• Dataset excerpts:

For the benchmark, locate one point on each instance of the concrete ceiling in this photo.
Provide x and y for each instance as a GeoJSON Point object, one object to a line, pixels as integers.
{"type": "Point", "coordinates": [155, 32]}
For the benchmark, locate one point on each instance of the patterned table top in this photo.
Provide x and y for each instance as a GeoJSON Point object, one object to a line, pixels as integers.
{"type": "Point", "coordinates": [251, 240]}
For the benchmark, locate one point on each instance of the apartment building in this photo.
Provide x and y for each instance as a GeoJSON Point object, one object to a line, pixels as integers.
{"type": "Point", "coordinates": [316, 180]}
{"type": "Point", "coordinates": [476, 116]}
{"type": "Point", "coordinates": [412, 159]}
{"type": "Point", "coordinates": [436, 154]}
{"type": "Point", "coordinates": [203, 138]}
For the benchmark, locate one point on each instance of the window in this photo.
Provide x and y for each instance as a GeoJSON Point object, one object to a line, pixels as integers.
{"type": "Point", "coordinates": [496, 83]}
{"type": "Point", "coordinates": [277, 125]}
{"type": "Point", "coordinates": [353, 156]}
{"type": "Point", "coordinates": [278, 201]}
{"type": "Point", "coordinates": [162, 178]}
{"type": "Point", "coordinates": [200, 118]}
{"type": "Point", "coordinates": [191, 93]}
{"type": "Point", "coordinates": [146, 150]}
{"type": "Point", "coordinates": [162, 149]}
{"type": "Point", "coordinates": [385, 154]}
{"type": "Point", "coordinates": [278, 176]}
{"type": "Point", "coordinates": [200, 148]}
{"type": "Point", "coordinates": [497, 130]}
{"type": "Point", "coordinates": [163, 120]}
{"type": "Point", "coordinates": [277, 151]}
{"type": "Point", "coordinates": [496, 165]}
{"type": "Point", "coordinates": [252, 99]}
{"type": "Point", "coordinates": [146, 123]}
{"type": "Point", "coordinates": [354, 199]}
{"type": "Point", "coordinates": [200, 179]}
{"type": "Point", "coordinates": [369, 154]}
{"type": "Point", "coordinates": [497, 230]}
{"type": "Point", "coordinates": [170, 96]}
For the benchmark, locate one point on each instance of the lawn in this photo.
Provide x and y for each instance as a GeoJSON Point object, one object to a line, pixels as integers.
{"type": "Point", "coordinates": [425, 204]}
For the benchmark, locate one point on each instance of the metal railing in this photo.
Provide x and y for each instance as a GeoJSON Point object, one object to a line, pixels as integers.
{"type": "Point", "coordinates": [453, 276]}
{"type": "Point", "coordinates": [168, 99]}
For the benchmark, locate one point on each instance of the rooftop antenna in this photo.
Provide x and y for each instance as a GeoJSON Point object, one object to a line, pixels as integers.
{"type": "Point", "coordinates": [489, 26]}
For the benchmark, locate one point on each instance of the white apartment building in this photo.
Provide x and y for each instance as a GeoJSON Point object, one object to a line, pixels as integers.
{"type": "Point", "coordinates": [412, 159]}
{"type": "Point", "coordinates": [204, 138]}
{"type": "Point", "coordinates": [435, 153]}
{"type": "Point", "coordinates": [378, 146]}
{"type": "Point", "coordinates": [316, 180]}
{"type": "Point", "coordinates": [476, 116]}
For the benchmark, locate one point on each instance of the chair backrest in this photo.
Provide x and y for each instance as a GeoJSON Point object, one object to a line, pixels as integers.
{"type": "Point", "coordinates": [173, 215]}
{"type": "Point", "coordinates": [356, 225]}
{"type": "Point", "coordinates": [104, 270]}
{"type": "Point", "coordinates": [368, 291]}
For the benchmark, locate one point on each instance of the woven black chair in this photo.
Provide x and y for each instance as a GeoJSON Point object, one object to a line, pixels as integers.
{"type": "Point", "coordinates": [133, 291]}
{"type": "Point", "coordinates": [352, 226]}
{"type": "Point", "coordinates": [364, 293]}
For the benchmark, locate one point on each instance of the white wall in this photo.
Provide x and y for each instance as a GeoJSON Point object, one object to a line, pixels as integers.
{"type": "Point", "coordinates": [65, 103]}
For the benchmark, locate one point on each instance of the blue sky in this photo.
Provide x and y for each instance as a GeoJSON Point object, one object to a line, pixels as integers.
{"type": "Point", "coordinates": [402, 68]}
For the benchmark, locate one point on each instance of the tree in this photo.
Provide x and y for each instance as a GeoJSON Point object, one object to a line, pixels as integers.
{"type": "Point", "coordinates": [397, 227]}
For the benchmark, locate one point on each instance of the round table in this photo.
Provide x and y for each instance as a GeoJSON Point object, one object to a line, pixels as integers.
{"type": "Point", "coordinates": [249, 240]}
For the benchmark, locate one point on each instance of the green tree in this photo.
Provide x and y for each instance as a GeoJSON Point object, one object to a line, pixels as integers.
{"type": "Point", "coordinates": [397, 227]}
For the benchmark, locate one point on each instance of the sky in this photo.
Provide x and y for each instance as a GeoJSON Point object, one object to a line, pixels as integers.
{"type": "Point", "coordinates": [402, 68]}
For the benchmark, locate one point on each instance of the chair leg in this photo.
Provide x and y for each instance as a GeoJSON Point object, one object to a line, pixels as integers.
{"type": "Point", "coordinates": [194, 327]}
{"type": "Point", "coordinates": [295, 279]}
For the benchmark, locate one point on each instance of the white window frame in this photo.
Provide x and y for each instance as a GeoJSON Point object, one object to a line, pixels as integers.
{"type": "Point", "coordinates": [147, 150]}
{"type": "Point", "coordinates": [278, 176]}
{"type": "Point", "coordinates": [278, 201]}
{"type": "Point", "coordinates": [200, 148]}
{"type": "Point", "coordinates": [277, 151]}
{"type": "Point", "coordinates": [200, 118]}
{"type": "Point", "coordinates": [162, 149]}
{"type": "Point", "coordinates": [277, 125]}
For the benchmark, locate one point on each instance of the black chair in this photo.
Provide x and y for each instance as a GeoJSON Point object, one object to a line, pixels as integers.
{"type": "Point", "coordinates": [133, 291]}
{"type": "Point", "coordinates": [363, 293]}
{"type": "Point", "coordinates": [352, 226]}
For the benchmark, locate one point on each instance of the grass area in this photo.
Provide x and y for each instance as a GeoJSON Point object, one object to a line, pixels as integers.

• Do this: Rewrite the material from the line that contains "frame in this photo." through the end of the material, inclusive, replacing "black chair" with "dark chair" and leaving everything else unchanged.

• Written answer:
For the benchmark, locate one point on each instance of the white window frame in this photo.
Provide x and y for each instance as a GeoJSON Point object, one object to a line, pixels as integers.
{"type": "Point", "coordinates": [147, 150]}
{"type": "Point", "coordinates": [278, 176]}
{"type": "Point", "coordinates": [278, 201]}
{"type": "Point", "coordinates": [200, 148]}
{"type": "Point", "coordinates": [277, 151]}
{"type": "Point", "coordinates": [200, 118]}
{"type": "Point", "coordinates": [162, 149]}
{"type": "Point", "coordinates": [277, 125]}
For the benchmark, locate one point on each instance of the dark chair in this photo.
Provide x and y for each instance as a GeoJSON Point object, one object to a line, pixels as integers.
{"type": "Point", "coordinates": [133, 291]}
{"type": "Point", "coordinates": [363, 293]}
{"type": "Point", "coordinates": [352, 226]}
For the benchmark, locate one point on each instance of the grass area in this photo.
Provide x and y for each instance as a GeoJSON Point object, one object to a line, pixels as integers.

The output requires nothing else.